* **EXERCISE INSTRUCTIONS**:
Could you render the stretch of the items below that opens with the line containing "Thank you for the photo. Could you please identify the couple" and runs through the last item as a Markdown table with the columns Row and Line, one numbered row per line and blank lines left out?

Location labeling items:
——

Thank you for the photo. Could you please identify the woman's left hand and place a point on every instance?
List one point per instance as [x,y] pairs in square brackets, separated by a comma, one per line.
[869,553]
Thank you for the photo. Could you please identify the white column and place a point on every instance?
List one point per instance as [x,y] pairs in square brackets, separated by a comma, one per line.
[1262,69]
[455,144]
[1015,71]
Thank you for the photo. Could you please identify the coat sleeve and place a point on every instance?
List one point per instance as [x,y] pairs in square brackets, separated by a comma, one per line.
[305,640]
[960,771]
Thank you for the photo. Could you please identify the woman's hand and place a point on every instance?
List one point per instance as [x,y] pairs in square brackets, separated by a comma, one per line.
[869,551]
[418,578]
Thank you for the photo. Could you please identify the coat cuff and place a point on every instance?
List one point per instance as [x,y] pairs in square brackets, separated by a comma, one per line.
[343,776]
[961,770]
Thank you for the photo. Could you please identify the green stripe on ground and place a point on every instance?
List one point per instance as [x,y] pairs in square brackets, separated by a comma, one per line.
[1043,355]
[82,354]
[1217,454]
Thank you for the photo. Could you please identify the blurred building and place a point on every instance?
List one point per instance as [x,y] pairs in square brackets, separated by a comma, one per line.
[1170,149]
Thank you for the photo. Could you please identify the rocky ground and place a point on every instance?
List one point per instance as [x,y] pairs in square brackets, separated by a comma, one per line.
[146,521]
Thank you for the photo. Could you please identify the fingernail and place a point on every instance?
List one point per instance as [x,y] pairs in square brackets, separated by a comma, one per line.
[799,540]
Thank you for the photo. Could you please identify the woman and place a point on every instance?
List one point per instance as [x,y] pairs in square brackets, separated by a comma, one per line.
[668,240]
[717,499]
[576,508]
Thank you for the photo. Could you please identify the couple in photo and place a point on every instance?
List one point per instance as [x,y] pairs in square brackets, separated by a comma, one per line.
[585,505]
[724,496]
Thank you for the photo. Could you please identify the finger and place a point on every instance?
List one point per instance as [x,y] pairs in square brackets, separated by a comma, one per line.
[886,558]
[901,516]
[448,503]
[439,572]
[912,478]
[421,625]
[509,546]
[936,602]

——

* **FINAL ANSWER**:
| Row | Line |
|---|---|
| 1 | Thank you for the photo. Could you please identify the couple in photo and place a point on every instance? |
| 2 | List one point per instance as [x,y] pairs in square brackets, separated by a comma, one per line. |
| 3 | [585,505] |
| 4 | [724,496] |
| 5 | Thank you for the photo. Could you please identify the finger and place a point on every instance? |
| 6 | List one point per instance as [x,y] pairs in square brackets, separated by a comma, one per line. |
| 7 | [886,558] |
| 8 | [901,516] |
| 9 | [448,503] |
| 10 | [439,572] |
| 11 | [912,478] |
| 12 | [421,625] |
| 13 | [509,546] |
| 14 | [936,602] |